*** SOURCE MATERIAL ***

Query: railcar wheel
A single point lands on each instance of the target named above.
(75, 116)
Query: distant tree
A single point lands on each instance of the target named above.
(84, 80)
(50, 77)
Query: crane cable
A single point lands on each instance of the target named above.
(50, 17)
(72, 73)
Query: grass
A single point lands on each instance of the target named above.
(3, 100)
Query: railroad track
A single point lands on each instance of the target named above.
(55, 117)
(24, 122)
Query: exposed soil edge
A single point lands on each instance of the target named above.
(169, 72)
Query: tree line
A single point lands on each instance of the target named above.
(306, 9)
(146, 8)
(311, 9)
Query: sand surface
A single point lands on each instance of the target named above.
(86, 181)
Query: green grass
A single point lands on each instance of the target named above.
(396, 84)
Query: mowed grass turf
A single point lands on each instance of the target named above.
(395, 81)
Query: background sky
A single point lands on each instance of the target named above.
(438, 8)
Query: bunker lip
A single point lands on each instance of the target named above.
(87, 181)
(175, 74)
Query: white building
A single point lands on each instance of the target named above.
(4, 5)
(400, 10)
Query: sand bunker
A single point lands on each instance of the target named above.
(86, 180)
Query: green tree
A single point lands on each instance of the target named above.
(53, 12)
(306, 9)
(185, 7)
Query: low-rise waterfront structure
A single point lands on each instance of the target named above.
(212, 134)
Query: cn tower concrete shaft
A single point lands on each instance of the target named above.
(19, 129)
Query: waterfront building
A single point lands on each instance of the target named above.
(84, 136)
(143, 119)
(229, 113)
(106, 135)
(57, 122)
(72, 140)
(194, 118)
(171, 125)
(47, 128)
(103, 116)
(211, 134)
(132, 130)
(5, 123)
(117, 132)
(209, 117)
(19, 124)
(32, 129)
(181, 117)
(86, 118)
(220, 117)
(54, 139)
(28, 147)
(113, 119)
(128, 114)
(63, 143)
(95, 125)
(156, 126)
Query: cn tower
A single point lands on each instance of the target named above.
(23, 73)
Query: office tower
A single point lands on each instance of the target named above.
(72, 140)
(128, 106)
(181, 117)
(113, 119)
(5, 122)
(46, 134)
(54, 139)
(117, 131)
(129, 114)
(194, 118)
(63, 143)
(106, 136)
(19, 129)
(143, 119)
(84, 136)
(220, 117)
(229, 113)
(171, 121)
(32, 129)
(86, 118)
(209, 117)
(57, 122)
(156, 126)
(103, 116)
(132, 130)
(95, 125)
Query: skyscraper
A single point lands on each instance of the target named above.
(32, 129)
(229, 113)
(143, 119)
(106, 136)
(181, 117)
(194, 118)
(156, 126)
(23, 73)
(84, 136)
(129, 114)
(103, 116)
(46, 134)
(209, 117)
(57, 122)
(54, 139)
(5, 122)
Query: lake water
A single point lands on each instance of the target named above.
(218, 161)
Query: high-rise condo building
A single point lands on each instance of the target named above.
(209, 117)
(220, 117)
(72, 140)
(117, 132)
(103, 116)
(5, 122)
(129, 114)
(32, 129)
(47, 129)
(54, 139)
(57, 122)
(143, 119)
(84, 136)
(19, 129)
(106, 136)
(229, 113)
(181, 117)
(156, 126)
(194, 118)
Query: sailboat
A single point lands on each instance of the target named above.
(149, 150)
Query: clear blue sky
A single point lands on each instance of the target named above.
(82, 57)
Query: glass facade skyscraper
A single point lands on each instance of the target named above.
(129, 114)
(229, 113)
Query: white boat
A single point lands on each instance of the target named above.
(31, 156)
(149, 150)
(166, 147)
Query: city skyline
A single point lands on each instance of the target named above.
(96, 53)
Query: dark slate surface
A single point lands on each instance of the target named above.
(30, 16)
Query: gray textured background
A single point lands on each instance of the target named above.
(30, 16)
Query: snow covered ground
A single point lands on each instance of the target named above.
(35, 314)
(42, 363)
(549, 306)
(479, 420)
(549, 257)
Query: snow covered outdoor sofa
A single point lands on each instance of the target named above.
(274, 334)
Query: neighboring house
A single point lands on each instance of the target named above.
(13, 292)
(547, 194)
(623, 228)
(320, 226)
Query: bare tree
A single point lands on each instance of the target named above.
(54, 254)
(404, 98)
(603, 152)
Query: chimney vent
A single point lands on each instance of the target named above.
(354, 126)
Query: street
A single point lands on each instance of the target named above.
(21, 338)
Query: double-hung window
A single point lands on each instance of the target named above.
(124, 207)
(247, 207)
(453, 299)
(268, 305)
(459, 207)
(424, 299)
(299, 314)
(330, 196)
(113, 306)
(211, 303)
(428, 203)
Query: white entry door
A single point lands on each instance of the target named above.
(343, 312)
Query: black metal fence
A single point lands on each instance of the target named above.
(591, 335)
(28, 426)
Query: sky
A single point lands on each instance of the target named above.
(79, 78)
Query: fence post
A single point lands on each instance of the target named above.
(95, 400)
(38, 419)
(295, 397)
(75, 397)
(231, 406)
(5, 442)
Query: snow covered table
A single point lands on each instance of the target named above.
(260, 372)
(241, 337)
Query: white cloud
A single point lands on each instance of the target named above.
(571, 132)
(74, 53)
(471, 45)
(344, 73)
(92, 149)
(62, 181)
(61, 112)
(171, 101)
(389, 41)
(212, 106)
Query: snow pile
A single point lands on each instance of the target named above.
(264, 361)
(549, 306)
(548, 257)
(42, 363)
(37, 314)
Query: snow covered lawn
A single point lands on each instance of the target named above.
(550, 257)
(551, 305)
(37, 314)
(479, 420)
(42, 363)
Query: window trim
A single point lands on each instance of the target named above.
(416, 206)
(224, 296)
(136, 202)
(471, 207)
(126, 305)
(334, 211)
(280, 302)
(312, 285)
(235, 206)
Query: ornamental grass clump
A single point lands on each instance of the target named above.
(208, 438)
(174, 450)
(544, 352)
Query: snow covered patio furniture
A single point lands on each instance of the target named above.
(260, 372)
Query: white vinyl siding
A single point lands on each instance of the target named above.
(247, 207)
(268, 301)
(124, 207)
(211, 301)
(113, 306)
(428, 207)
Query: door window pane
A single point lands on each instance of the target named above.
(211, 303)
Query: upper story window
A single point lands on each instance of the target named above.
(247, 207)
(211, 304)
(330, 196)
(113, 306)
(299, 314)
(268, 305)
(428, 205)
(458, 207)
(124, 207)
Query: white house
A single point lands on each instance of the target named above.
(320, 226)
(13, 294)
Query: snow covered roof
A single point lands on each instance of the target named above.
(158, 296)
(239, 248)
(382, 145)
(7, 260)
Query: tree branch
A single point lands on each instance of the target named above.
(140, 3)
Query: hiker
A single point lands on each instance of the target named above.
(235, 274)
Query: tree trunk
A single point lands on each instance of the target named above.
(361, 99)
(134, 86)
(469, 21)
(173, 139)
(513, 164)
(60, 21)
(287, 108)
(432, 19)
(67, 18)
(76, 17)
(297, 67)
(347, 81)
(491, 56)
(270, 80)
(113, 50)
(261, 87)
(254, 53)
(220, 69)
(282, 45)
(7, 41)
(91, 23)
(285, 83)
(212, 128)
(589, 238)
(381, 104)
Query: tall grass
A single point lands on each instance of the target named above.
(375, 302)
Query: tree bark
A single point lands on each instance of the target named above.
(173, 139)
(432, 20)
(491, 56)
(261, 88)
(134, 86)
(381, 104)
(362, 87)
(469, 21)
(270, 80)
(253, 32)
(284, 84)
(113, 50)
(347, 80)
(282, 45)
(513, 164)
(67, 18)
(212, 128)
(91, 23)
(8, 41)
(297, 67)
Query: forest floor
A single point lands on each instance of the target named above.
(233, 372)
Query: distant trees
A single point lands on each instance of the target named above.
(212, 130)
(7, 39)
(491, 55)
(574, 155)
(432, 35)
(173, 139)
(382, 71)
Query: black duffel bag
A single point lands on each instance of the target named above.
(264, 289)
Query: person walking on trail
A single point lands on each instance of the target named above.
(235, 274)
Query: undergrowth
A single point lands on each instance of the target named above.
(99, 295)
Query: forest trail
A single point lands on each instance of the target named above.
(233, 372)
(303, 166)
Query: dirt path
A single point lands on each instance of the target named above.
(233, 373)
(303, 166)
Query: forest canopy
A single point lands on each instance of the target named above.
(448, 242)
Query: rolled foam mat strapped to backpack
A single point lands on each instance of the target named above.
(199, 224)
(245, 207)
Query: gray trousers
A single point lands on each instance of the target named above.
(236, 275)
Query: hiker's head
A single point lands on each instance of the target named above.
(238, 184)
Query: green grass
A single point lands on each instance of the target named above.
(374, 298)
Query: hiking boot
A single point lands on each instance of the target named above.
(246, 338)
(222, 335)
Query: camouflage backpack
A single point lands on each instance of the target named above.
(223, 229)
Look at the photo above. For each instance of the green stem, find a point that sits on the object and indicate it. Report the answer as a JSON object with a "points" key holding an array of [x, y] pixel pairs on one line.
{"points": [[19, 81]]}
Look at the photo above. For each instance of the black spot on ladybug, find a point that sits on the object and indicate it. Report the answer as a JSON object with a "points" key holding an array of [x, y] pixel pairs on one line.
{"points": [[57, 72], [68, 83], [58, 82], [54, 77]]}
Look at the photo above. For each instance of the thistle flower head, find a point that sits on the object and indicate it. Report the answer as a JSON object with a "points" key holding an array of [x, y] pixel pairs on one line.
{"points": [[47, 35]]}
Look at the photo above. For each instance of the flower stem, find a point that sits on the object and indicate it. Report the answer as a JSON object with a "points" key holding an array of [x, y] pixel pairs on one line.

*** End of SOURCE MATERIAL ***

## ABOUT THIS EXERCISE
Your answer must be the lines above, unchanged, from the first one through the line that holds "Query: grass", inclusive, and no others.

## RESPONSE AREA
Query: railcar wheel
A single point lands on each instance of the target named above.
(75, 116)
Query: distant tree
A single point lands on each instance of the target named above.
(84, 80)
(50, 77)
Query: crane cable
A single point lands on each instance of the target named above.
(50, 17)
(72, 73)
Query: grass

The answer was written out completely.